## [DO THIS]
Rewrite the lines below so that each occurrence of "even-odd" becomes "nonzero winding", keeping everything else unchanged.

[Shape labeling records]
* Begin *
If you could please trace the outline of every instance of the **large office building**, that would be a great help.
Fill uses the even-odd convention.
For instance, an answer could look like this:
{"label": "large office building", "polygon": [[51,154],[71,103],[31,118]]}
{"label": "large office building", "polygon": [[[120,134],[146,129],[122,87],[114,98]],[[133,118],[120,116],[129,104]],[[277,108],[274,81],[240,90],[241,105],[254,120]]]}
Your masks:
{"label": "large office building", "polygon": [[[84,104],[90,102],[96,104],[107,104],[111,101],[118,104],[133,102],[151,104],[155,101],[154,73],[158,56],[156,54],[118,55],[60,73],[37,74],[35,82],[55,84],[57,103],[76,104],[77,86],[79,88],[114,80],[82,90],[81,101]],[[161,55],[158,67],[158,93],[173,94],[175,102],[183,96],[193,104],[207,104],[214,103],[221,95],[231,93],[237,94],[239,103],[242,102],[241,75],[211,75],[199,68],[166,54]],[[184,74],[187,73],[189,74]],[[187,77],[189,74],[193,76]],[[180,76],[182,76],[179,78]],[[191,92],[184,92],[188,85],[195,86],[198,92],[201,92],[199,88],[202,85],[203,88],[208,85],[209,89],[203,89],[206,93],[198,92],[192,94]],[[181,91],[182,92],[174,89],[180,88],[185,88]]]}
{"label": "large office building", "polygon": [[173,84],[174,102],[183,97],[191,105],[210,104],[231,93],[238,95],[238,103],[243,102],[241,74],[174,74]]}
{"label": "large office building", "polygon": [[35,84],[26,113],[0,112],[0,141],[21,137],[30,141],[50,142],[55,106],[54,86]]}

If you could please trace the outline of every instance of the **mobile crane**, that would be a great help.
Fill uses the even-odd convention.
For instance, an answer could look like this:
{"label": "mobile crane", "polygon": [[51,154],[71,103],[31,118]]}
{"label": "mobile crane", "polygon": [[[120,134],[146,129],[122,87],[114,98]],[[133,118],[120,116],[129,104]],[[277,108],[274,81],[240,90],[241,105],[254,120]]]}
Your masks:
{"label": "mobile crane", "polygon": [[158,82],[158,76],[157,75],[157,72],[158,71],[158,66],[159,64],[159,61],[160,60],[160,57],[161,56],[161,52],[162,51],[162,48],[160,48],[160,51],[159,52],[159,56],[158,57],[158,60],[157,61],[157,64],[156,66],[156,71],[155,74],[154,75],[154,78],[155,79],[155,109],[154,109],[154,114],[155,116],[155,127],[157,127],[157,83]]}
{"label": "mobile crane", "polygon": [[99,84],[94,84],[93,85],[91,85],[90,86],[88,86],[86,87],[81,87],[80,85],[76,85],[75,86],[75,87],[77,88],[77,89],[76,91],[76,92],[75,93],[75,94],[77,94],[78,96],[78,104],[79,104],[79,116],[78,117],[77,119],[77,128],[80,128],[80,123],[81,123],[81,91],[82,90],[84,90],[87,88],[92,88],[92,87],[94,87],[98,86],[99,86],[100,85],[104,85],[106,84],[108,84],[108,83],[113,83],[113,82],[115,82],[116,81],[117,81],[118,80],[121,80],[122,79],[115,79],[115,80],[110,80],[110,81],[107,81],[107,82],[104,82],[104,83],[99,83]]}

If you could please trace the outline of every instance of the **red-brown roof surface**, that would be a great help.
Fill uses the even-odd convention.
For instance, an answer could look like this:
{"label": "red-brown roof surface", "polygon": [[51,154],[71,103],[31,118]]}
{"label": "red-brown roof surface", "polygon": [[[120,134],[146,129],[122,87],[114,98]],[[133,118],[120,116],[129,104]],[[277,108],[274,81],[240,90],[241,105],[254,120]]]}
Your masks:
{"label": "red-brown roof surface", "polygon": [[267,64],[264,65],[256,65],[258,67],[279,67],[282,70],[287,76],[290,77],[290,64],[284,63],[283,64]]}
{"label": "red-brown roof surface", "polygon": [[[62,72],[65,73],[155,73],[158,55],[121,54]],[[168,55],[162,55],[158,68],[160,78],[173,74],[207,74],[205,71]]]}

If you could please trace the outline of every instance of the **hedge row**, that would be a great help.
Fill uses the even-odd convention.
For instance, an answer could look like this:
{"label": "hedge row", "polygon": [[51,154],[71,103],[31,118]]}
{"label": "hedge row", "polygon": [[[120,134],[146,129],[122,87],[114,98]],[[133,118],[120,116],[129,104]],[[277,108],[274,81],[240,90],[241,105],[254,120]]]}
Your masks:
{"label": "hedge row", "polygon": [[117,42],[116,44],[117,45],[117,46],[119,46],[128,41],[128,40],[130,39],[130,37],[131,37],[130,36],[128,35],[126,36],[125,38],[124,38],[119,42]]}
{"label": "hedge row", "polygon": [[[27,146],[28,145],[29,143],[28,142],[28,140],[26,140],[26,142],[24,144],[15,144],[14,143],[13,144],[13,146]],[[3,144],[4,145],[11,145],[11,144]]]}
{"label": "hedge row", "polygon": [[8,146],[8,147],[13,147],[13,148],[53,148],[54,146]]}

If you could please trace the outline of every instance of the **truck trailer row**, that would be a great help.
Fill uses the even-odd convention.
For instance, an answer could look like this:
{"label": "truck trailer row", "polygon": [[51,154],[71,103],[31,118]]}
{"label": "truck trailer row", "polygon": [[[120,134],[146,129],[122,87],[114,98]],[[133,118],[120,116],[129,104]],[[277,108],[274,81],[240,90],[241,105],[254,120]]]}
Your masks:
* End *
## [PROBLEM SOLUTION]
If you could please trace the outline of every instance of the **large office building**, that would be a great help.
Fill uses the nonzero winding convention.
For instance, an answer could look like this:
{"label": "large office building", "polygon": [[51,154],[71,103],[31,118]]}
{"label": "large office building", "polygon": [[[120,134],[146,129],[122,87],[114,98]],[[133,118],[120,116],[129,104]],[[277,108],[274,81],[240,90],[241,105],[254,120]]]}
Your masks:
{"label": "large office building", "polygon": [[[84,104],[90,102],[96,104],[107,104],[111,101],[118,104],[133,102],[151,104],[155,101],[154,73],[158,56],[156,54],[118,55],[60,73],[37,74],[35,82],[55,84],[57,103],[76,104],[77,86],[79,88],[114,80],[82,90],[81,101]],[[161,55],[158,67],[158,93],[173,94],[175,102],[183,96],[193,104],[207,104],[214,103],[221,95],[231,93],[237,94],[239,103],[242,102],[241,75],[211,75],[199,68],[166,54]],[[184,74],[187,73],[189,74]],[[187,77],[189,74],[193,76]],[[180,76],[182,76],[179,78]],[[191,92],[184,92],[188,85],[195,86],[198,92],[201,92],[199,88],[202,85],[203,88],[208,85],[209,89],[203,89],[206,93],[198,92],[192,94]],[[181,91],[182,92],[174,89],[180,88],[185,88]]]}
{"label": "large office building", "polygon": [[173,84],[174,102],[183,97],[191,105],[210,104],[231,93],[238,95],[238,103],[243,102],[241,74],[174,74]]}
{"label": "large office building", "polygon": [[35,84],[26,113],[0,112],[0,141],[21,137],[30,141],[50,142],[55,106],[54,86]]}

If you could please trace the outline of every instance of the **mobile crane**, that would be a great help.
Fill uses the nonzero winding convention.
For instance, an answer could look like this:
{"label": "mobile crane", "polygon": [[51,154],[71,103],[31,118]]}
{"label": "mobile crane", "polygon": [[[120,134],[146,129],[122,87],[114,98]],[[133,118],[120,116],[129,104]],[[277,108],[274,81],[240,90],[241,105],[254,120]]]}
Your masks:
{"label": "mobile crane", "polygon": [[158,82],[158,76],[157,75],[157,72],[158,71],[158,66],[159,64],[159,61],[160,60],[160,57],[161,56],[161,52],[162,51],[162,48],[160,48],[160,51],[159,52],[159,56],[158,57],[158,60],[157,61],[157,64],[156,66],[156,71],[155,74],[154,75],[154,78],[155,79],[155,109],[154,109],[154,114],[155,116],[155,127],[157,127],[157,83]]}
{"label": "mobile crane", "polygon": [[99,84],[94,84],[93,85],[91,85],[90,86],[88,86],[86,87],[81,87],[80,85],[76,85],[75,86],[75,87],[77,88],[77,89],[76,91],[76,92],[75,93],[75,94],[77,94],[78,96],[78,104],[79,104],[79,116],[78,117],[77,119],[77,128],[80,128],[80,123],[81,123],[81,91],[82,90],[84,90],[87,88],[92,88],[92,87],[94,87],[98,86],[99,86],[100,85],[104,85],[106,84],[108,84],[108,83],[113,83],[113,82],[115,82],[116,81],[117,81],[118,80],[121,80],[122,79],[115,79],[115,80],[110,80],[110,81],[107,81],[107,82],[104,82],[104,83],[99,83]]}

If you could please trace the outline of every instance of the **red-brown roof surface**, that would be a great help.
Fill uses the nonzero winding convention.
For instance, an answer could look like this:
{"label": "red-brown roof surface", "polygon": [[51,154],[71,103],[31,118]]}
{"label": "red-brown roof surface", "polygon": [[[120,134],[146,129],[122,87],[114,98]],[[133,118],[120,116],[129,104]],[[277,108],[274,81],[240,90],[241,105],[254,120]]]}
Your masks:
{"label": "red-brown roof surface", "polygon": [[267,64],[264,65],[256,65],[258,67],[279,67],[282,70],[287,76],[290,77],[290,64],[284,63],[283,64]]}
{"label": "red-brown roof surface", "polygon": [[[62,72],[65,73],[155,73],[158,55],[121,54]],[[168,55],[162,55],[158,68],[160,78],[173,74],[207,74],[205,71]]]}

If you could please trace the outline of every instance of the **hedge row**, that would be a great help.
Fill uses the nonzero winding convention.
For instance, an answer could look like this:
{"label": "hedge row", "polygon": [[51,154],[71,103],[31,118]]}
{"label": "hedge row", "polygon": [[[120,134],[146,129],[122,87],[114,98]],[[133,118],[120,116],[129,104]],[[277,108],[274,81],[240,90],[241,105],[254,120]]]}
Your masks:
{"label": "hedge row", "polygon": [[117,42],[116,44],[117,45],[117,46],[119,46],[128,41],[128,40],[130,39],[130,37],[131,37],[130,36],[128,35],[126,36],[125,38],[124,38],[119,42]]}
{"label": "hedge row", "polygon": [[[27,146],[28,145],[29,143],[28,142],[28,140],[26,140],[26,142],[24,144],[15,144],[14,143],[13,144],[13,146]],[[3,144],[4,145],[11,145],[11,144]]]}
{"label": "hedge row", "polygon": [[8,146],[8,147],[13,147],[13,148],[53,148],[54,146]]}

If you could please trace the outline of every instance of the **truck trailer row**, that would be a great help.
Fill uses the nonzero winding convention.
For instance, an answer could look like this:
{"label": "truck trailer row", "polygon": [[51,154],[71,103],[31,118]]}
{"label": "truck trailer row", "polygon": [[[120,134],[146,129],[122,87],[114,98]],[[133,118],[120,116],[129,104]],[[277,108],[274,81],[240,90],[241,105],[254,120]]]}
Your masks:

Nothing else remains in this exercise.